--- Start of Text excerpt ---

In the early 1950s, torch singer Lee Wiley, on the waning end of her career, began to work in Boston in a club called Storyville, owned by jazz impresario George Wein. It was at Storyville that she began to influence two young singers — Teddi King and Barbara Lea — who would go on to form careers of their own. This hour, we’ll hear the music of Wiley, King, and Lea, and learn more about the Boston club that connected them all.
Lee Wiley, the 1930s Torch Singer
Wiley was born in Oklahoma sometime around the year 1908—like many singers from this era, she wasn’t entirely forthcoming about her true age. She moved to St. Louis and then to New York, where she began to make a name for herself as a singer. She possessed a smoky voice with a good jazz sense and elegant diction, all of which made her famous in the 1930s, competing for radio play against Mildred Bailey, Kate Smith, and Connee Boswell.
When the swing era hit, Wiley’s laid-back voice was ill-equipped. Instead, she created a career for herself as a sultry torch singer. In the late 1930s and early 1940s, Wiley recorded what’s thought to be the very first “songbook” albums, 78 RPM records of tunes by a single composer, including George Gershwin, Rodgers and Hart, Cole Porter and others. Wiley continued to perform in the 1940s with several different artists, including her husband pianist Jess Stacy, and her lover, bandleader and composer Victor Young (Wiley’s love life is the stuff of legend).

--- End of Text excerpt ---
--- Start of Data supplied ---

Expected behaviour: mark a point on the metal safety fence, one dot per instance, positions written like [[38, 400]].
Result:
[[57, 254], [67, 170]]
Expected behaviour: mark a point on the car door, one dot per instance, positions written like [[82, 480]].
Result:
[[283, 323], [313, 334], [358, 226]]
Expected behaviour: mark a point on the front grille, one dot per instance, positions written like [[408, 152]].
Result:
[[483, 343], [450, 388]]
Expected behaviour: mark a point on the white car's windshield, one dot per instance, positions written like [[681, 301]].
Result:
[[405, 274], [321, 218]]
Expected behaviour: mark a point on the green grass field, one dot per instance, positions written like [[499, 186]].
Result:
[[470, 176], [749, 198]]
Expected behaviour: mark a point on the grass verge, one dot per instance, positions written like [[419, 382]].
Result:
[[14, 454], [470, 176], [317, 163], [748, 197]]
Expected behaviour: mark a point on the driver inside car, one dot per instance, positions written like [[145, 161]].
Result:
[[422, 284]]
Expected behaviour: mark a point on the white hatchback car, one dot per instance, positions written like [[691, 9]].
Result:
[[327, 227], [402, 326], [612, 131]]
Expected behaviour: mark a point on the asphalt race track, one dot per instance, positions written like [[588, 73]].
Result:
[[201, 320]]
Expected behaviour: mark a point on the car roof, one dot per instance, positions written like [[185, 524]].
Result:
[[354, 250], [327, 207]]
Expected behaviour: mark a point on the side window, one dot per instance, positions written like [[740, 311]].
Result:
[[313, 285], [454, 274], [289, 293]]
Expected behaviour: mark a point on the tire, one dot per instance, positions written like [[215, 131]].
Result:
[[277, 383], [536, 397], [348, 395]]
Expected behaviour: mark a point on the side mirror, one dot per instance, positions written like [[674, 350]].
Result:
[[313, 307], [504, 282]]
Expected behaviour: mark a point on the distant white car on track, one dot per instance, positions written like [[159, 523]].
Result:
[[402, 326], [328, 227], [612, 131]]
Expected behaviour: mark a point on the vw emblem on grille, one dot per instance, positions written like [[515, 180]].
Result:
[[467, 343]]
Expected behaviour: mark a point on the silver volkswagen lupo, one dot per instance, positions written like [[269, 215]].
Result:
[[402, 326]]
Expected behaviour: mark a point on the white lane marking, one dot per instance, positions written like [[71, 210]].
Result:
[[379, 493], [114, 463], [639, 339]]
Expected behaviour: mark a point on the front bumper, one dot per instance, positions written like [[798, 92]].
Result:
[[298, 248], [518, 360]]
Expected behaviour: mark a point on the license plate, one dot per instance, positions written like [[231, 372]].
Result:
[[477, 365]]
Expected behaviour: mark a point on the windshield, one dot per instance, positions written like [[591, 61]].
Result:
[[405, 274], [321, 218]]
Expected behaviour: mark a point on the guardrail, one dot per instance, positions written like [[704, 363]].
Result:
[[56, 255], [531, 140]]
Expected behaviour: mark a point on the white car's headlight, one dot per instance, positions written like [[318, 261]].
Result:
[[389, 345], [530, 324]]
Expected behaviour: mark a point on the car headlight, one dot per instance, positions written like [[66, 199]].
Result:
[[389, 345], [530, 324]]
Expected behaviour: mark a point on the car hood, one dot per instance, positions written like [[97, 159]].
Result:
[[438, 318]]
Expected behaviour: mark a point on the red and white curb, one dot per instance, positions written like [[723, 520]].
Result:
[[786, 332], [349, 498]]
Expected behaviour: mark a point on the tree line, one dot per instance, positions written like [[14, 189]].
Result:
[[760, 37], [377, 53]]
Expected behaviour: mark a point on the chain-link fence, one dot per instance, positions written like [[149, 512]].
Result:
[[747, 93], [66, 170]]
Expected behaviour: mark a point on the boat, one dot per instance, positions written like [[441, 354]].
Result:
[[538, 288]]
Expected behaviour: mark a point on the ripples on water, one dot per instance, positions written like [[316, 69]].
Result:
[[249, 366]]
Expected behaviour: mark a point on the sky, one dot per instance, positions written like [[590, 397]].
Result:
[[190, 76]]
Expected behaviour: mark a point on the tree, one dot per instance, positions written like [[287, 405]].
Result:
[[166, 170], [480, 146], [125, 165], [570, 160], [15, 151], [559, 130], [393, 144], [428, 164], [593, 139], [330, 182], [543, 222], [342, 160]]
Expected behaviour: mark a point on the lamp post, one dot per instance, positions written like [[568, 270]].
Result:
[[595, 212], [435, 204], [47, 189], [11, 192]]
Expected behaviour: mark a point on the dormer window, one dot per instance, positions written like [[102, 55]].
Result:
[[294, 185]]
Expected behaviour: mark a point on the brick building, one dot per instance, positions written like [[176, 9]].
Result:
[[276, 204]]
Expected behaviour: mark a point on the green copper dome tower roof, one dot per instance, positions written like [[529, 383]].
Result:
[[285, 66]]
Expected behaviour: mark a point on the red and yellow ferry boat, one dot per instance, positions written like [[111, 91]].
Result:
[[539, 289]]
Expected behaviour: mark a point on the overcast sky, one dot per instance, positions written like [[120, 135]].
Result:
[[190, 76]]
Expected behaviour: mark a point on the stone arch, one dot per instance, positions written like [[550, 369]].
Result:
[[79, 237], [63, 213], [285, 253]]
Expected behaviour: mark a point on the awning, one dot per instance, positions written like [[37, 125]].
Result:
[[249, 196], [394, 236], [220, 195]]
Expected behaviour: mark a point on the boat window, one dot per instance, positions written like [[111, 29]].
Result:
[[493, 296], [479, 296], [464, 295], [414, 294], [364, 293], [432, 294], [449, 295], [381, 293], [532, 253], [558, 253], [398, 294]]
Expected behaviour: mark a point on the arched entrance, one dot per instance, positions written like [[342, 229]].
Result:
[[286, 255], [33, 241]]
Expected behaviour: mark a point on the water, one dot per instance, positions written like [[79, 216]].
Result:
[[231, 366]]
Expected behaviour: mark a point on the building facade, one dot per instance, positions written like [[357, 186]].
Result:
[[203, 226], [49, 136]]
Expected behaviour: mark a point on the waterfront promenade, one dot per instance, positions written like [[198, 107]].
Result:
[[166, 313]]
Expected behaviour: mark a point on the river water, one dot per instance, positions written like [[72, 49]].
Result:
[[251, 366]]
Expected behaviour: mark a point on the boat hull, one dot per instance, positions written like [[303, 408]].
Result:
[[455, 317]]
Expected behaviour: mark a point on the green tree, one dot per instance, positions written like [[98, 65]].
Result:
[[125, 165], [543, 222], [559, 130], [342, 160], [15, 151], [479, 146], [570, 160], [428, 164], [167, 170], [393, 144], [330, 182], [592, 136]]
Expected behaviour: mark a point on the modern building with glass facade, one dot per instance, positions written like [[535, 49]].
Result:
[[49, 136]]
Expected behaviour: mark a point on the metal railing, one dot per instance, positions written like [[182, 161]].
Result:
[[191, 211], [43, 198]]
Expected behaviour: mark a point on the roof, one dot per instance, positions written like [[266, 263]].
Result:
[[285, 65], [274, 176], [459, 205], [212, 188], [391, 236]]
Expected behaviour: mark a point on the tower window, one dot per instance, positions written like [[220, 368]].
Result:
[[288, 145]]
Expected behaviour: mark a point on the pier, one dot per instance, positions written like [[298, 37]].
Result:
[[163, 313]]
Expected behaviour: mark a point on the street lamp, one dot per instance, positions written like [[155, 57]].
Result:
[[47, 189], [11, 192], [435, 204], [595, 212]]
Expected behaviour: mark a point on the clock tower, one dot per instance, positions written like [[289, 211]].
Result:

--- End of Data supplied ---

▸ Stated exercise 1
Translate this sentence from the Lee Wiley piece into Spanish: "When the swing era hit, Wiley’s laid-back voice was ill-equipped."
▸ Stated exercise 2
Please reproduce, word for word, the part of the Lee Wiley piece that opens with the words containing "Lee Wiley, the" and closes with "and Connee Boswell.".
The data comes from a separate source.

▸ Task solution 1
Cuando llegó la era del swing, la voz relajada de Wiley resultó poco adecuada.

▸ Task solution 2
Lee Wiley, the 1930s Torch Singer
Wiley was born in Oklahoma sometime around the year 1908—like many singers from this era, she wasn’t entirely forthcoming about her true age. She moved to St. Louis and then to New York, where she began to make a name for herself as a singer. She possessed a smoky voice with a good jazz sense and elegant diction, all of which made her famous in the 1930s, competing for radio play against Mildred Bailey, Kate Smith, and Connee Boswell.